> **DATASET EXTRACT**

★ ★ ★ ★ ★

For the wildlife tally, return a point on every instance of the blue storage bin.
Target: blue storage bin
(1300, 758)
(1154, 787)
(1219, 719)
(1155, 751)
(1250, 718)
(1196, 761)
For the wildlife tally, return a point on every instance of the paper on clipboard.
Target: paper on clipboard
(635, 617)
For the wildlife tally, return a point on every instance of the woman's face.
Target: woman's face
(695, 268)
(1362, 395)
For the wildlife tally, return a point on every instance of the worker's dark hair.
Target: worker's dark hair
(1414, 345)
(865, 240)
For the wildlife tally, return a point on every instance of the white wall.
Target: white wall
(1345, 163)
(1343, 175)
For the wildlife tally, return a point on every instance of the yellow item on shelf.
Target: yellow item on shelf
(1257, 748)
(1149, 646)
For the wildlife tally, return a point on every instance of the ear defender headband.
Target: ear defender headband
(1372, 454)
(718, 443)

★ ★ ★ ★ ★

> **EXERCISE AIM**
Please give a word-for-word repetition of the lines from the one containing "Target: yellow item on shelf" through the last line of the data above, including both, and nothing besides.

> **ANSWER BOX**
Target: yellow item on shelf
(1257, 748)
(1149, 646)
For the wildlife tally, return a point on every instance of the ear defender headband.
Target: ear defender headband
(1372, 454)
(718, 443)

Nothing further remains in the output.